EXERCISE TEXT:
──────────────────────────────

I have twice been in Scotland since; a country one never tires of unless one is a native.
XXVII.
While my eighty-fourth year has commenced I look back over more than sixty years to the time when studies had ceased to be obligatory. I then took a survey of my stock of knowledge: it was small, but it embraced the rudiments of all that was necessary to progress. A classical education gave me access to the ancients, but I wanted French, which was the key to modern science. This determined me to pass some time on the Continent, and to get acquainted with other literatures than our own, as well as with other manners and customs.
I returned to London by stage; it was in the cold of the spring season. Two things only left a permanent impression on my mind of that journey. One is that I travelled with Mr. Orby Hunter, and that we were the only two inside passengers on the route. He was a neighbour of my mother; she, after a long visit to her beloved and hated Exeter had grown sick of it and of every one there, and had gone back to town, taking up her residence with my sister and brother in a small house, No. 49, Grosvenor Place.
Mr. Orby Hunter, a great politician of the day, was a gentleman of high caste, which made all he said the more impressive. He was greatly disturbed at the course events were taking. It was the eve of a general election, and a reform bill was hanging in the balance of parties.
From Mr. Orby Hunter I learnt much of the state of feeling in the country, the resolute fight against Peel, Wellington, and the Tories, conducted by Grey and John Russell.
I did not remain long in town, but soon made my way to Italy, remaining the best part of a year at Florence, visiting Paris, Geneva, Milan, and other cities on my way there and back. I shall not give an account of my journey, but only my experiences of it, such as having learned what coffee was for the first time in my life, and what _fricandeau de veau lardé_ meant, at Calais. As to the latter, I have not tasted the equal of it since. In those days there was not a railroad on the Continent, and one travelled by diligence, vetturino, or post.
My sensations were new as I trod on the pavement of Paris for the first time. I felt myself somewhat great, and I entered a glover’s shop and bought an elegant pair of gloves to add to my delusion.
I stayed at Meurice’s hotel in the Rue Rivoli. There I got acquainted with Colonel de Courcy, to whom I had a letter of introduction in my portmanteau for Florence, not knowing it then, but there are persons who can make friends with each other without the assistance of a third party. Colonel de Courcy was one of the few extremely charming men that one meets with in the course of a long life, by which I mean gay, amusing, good-natured, gentlemanlike, free from reserve; men who after a few minutes you seem to have known always and would wish to go on knowing to the end.

──────────────────────────────

RECORDS PROVIDED:
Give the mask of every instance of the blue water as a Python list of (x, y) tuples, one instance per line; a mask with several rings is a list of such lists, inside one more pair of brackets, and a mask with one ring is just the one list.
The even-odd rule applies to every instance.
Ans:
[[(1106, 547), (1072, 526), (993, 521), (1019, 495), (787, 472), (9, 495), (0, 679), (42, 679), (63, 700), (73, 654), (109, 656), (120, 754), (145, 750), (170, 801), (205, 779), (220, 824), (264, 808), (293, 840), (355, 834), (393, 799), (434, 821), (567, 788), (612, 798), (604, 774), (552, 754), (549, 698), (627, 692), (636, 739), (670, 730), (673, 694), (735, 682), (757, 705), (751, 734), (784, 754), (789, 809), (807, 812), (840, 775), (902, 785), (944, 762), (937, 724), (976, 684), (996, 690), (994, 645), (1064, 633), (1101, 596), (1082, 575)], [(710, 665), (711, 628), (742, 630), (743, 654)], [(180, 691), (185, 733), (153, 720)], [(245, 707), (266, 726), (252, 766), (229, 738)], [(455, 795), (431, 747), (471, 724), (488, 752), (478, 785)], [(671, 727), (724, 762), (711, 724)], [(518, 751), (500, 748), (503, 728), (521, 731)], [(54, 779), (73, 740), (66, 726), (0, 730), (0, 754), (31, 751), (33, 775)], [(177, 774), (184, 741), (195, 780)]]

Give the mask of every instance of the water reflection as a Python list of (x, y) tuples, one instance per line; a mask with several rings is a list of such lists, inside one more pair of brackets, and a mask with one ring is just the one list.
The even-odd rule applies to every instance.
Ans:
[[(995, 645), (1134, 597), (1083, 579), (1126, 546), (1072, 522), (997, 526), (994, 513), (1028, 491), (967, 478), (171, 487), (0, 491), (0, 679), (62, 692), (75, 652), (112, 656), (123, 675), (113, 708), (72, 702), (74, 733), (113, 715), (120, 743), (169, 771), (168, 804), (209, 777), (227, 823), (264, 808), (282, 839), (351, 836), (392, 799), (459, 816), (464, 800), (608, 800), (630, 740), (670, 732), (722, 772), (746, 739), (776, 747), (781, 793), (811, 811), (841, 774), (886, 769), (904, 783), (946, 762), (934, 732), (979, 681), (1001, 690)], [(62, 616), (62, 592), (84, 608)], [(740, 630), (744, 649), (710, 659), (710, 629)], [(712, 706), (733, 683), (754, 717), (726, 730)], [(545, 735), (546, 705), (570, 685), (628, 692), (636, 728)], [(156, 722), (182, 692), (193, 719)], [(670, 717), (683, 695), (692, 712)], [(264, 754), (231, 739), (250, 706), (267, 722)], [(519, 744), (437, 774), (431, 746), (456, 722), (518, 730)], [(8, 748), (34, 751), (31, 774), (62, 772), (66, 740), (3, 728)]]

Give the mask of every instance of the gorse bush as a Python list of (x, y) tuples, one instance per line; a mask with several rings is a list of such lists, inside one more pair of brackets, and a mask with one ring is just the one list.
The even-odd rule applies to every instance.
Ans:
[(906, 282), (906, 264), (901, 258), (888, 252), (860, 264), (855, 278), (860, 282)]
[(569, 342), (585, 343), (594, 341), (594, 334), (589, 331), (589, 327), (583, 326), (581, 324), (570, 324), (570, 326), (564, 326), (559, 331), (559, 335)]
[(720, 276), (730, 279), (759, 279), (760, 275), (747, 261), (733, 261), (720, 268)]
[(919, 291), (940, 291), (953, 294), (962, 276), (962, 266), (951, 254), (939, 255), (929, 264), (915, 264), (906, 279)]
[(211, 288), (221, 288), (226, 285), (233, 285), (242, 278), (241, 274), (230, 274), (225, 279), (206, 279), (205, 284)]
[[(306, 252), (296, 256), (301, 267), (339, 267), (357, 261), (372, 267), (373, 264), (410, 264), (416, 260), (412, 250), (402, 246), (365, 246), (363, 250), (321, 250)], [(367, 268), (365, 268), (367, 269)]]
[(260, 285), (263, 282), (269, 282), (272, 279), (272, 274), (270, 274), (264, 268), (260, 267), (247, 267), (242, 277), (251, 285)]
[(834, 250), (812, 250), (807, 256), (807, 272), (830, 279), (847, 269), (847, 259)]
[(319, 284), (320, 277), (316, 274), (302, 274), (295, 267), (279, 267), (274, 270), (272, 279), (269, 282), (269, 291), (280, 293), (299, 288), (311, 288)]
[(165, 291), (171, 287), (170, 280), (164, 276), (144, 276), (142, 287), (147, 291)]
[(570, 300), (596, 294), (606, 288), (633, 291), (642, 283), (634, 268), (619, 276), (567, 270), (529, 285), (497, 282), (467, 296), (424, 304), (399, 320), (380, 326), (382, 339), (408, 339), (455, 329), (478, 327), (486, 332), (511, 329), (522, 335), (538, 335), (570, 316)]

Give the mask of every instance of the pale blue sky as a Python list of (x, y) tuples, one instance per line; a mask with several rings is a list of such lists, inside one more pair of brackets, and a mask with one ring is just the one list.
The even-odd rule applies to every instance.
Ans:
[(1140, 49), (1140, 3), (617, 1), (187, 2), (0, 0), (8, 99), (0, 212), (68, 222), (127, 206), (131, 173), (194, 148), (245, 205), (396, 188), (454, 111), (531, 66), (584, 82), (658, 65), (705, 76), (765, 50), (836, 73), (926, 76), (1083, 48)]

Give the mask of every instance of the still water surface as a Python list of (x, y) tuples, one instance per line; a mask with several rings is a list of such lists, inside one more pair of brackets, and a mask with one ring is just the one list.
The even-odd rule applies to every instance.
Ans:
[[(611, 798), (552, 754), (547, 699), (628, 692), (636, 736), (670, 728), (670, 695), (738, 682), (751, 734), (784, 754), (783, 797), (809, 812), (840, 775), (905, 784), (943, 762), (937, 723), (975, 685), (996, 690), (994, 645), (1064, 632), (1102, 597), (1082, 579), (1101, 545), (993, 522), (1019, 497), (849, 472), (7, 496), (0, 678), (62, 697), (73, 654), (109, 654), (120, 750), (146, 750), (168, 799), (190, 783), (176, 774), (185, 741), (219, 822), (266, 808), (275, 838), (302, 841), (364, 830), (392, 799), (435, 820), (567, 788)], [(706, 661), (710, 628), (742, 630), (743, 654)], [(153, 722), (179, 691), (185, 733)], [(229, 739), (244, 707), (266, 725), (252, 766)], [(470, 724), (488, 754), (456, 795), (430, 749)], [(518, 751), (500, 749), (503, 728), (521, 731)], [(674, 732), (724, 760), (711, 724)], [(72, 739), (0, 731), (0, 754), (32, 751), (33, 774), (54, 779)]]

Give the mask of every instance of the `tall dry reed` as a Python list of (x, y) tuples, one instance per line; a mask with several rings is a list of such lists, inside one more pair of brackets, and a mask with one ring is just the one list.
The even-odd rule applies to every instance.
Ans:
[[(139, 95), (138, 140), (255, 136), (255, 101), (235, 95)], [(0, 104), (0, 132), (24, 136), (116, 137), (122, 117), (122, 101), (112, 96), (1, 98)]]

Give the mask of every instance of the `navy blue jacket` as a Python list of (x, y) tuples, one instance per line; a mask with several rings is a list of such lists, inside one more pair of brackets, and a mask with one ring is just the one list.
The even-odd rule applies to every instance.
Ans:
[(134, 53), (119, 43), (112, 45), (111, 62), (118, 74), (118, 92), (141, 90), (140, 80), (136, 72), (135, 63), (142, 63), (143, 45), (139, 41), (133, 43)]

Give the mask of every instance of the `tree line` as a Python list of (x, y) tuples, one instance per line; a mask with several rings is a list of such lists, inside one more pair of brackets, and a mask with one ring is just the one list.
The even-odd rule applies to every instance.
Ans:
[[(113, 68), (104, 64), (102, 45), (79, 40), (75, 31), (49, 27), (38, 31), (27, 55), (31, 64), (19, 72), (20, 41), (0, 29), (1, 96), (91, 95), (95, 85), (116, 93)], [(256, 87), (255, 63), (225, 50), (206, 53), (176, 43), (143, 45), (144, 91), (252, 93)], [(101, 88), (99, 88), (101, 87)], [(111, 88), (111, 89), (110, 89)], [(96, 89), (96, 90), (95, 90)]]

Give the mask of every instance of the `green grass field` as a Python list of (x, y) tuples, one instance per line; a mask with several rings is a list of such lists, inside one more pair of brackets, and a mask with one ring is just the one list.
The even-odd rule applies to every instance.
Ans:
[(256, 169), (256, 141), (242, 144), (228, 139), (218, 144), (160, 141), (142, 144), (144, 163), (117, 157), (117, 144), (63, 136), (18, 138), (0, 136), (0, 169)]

──────────────────────────────

WORK INSTRUCTIONS:
**A)** At which hotel in Paris did the narrator of the memoir excerpt stay?
**B)** List the qualities that the memoir excerpt uses to define the "extremely charming men" it compares Colonel de Courcy to.
**C)** Reproduce the memoir excerpt between "I did not remain" and "vetturino, or post.", inclusive.

ANSWER LIST:
**A)** Meurice's hotel in the Rue Rivoli.

**B)** gay, amusing, good-natured, gentlemanlike, free from reserve

**C)**
I did not remain long in town, but soon made my way to Italy, remaining the best part of a year at Florence, visiting Paris, Geneva, Milan, and other cities on my way there and back. I shall not give an account of my journey, but only my experiences of it, such as having learned what coffee was for the first time in my life, and what _fricandeau de veau lardé_ meant, at Calais. As to the latter, I have not tasted the equal of it since. In those days there was not a railroad on the Continent, and one travelled by diligence, vetturino, or post.